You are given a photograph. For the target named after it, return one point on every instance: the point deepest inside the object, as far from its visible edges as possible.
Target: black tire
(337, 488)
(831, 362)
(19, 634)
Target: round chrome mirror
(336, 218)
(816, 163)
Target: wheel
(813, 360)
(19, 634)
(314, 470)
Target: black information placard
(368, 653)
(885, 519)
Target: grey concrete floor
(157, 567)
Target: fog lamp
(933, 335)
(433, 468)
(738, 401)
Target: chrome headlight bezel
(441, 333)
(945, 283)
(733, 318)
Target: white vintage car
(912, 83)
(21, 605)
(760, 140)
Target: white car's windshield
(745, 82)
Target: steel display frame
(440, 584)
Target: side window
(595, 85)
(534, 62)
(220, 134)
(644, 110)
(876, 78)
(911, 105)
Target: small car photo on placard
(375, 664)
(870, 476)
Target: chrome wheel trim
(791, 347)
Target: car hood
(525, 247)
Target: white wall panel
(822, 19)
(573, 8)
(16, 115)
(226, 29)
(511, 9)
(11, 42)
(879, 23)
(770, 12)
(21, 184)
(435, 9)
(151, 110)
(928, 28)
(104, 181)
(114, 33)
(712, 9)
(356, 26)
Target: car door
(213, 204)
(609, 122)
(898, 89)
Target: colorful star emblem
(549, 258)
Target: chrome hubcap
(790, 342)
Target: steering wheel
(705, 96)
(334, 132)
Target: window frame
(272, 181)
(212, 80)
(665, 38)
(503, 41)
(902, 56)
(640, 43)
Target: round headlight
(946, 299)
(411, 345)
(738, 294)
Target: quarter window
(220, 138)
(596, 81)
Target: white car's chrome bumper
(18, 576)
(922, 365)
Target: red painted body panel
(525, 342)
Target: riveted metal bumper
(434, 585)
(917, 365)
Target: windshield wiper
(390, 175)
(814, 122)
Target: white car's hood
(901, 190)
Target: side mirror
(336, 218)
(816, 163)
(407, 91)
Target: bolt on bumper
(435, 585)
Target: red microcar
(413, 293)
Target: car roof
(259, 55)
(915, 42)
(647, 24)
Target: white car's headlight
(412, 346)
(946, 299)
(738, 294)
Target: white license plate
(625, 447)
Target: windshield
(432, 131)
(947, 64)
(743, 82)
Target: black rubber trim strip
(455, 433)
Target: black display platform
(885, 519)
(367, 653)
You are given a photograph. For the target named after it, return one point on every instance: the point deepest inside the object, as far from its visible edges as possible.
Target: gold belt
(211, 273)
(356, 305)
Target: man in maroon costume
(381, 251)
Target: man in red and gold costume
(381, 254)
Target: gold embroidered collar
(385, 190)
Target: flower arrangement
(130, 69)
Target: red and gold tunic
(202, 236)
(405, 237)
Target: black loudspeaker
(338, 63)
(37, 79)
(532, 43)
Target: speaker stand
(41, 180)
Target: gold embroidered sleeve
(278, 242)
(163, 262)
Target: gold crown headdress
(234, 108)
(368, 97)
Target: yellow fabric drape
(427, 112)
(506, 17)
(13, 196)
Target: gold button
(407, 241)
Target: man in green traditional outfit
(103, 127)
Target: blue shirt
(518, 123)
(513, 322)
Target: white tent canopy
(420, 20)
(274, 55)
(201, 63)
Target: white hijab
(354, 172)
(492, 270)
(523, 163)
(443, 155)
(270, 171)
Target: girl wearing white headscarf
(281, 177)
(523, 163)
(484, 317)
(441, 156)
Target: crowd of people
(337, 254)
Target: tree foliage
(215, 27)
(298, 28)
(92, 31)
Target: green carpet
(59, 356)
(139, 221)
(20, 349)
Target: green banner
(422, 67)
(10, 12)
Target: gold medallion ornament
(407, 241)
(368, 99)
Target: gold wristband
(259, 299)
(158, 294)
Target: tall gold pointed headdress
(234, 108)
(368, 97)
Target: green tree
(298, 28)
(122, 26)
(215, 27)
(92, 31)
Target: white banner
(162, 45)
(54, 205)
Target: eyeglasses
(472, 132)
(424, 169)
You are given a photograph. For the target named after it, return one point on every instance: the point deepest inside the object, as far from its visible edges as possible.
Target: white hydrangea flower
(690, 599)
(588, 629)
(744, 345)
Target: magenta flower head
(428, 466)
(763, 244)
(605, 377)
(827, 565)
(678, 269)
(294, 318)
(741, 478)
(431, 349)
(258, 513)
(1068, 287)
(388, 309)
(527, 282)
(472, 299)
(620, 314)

────────────────────

[Your goal] Copy each record from above exactly, and include every line.

[Full answer]
You are given a photograph. For the target named after it, return one point on every instance: the point deepest inside the object, as far from its visible edges as possible.
Target: black tire
(337, 488)
(831, 362)
(19, 634)
Target: round chrome mirror
(336, 218)
(816, 163)
Target: wheel
(813, 360)
(19, 634)
(314, 470)
Target: black information placard
(368, 653)
(885, 519)
Target: grey concrete floor
(157, 567)
Target: fog lamp
(933, 335)
(433, 468)
(738, 401)
Target: chrome headlight bezel
(441, 333)
(945, 283)
(733, 318)
Target: white vintage car
(912, 83)
(21, 605)
(760, 140)
Target: white car's windshield
(745, 82)
Target: steel display frame
(440, 584)
Target: side window
(595, 85)
(534, 62)
(220, 134)
(644, 110)
(876, 78)
(911, 105)
Target: small car photo on placard
(375, 664)
(870, 476)
Target: chrome wheel trim
(791, 347)
Target: car hood
(525, 247)
Target: white wall panel
(822, 19)
(573, 8)
(16, 115)
(226, 29)
(511, 9)
(11, 42)
(879, 23)
(770, 12)
(21, 184)
(435, 9)
(151, 110)
(928, 28)
(104, 181)
(114, 33)
(712, 9)
(356, 26)
Target: car door
(213, 204)
(609, 122)
(898, 89)
Target: colorful star emblem
(549, 258)
Target: chrome hubcap
(790, 342)
Target: steering wheel
(705, 96)
(334, 132)
Target: window frame
(272, 181)
(212, 80)
(665, 38)
(503, 41)
(902, 56)
(640, 43)
Target: round headlight
(946, 299)
(411, 345)
(738, 294)
Target: quarter window
(220, 138)
(596, 81)
Target: white car's chrome bumper
(18, 576)
(922, 365)
Target: red painted body panel
(525, 342)
Target: riveted metal bumper
(434, 585)
(917, 365)
Target: windshield wiper
(390, 175)
(814, 122)
Target: white car's hood
(901, 190)
Target: side mirror
(336, 218)
(816, 163)
(407, 91)
Target: bolt on bumper
(435, 585)
Target: red microcar
(413, 293)
Target: car roof
(259, 55)
(915, 42)
(647, 24)
Target: white car's headlight
(412, 346)
(946, 299)
(738, 294)
Target: white license plate
(625, 447)
Target: windshield
(432, 131)
(947, 64)
(743, 82)
Target: black rubber trim strip
(455, 433)
Target: black display platform
(885, 519)
(367, 653)
You are given a photograph. For the target named after it, return one point on every instance: the point deepest inside the object, as far from its visible edges as possible.
Target: gold belt
(211, 273)
(356, 305)
Target: man in maroon costume
(381, 251)
Target: man in red and gold costume
(381, 254)
Target: gold embroidered collar
(385, 190)
Target: flower arrangement
(130, 69)
Target: red and gold tunic
(202, 236)
(405, 237)
Target: black loudspeaker
(338, 63)
(37, 79)
(532, 43)
Target: speaker stand
(41, 180)
Target: gold embroidered sleeve
(278, 242)
(163, 262)
Target: gold crown headdress
(234, 108)
(368, 97)
Target: yellow fabric drape
(427, 112)
(506, 17)
(13, 196)
Target: gold button
(407, 241)
Target: man in green traditional outfit
(103, 127)
Target: blue shirt
(518, 123)
(513, 322)
Target: white tent canopy
(420, 20)
(274, 55)
(201, 63)
Target: white hijab
(354, 172)
(492, 270)
(523, 163)
(443, 155)
(270, 171)
Target: girl wearing white headscarf
(281, 177)
(523, 163)
(484, 317)
(441, 156)
Target: crowd of people
(337, 254)
Target: tree foliage
(215, 27)
(298, 28)
(92, 31)
Target: green carpet
(59, 356)
(139, 221)
(20, 349)
Target: green banner
(422, 67)
(10, 12)
Target: gold medallion ornament
(407, 241)
(368, 99)
Target: gold wristband
(259, 299)
(158, 294)
Target: tall gold pointed headdress
(234, 108)
(368, 97)
Target: green tree
(298, 28)
(122, 26)
(215, 27)
(92, 31)
Target: white banner
(162, 45)
(54, 205)
Target: eyeglasses
(472, 132)
(424, 169)
You are given a photograph. For the target named after it, return one point on every instance: the point deepest inside the object, as far from its visible edges as possible.
Target: white hydrangea flower
(690, 599)
(588, 629)
(744, 345)
Target: magenta flower head
(428, 466)
(763, 244)
(605, 377)
(827, 565)
(678, 269)
(294, 318)
(741, 478)
(431, 349)
(258, 513)
(1068, 287)
(388, 309)
(527, 282)
(472, 299)
(620, 314)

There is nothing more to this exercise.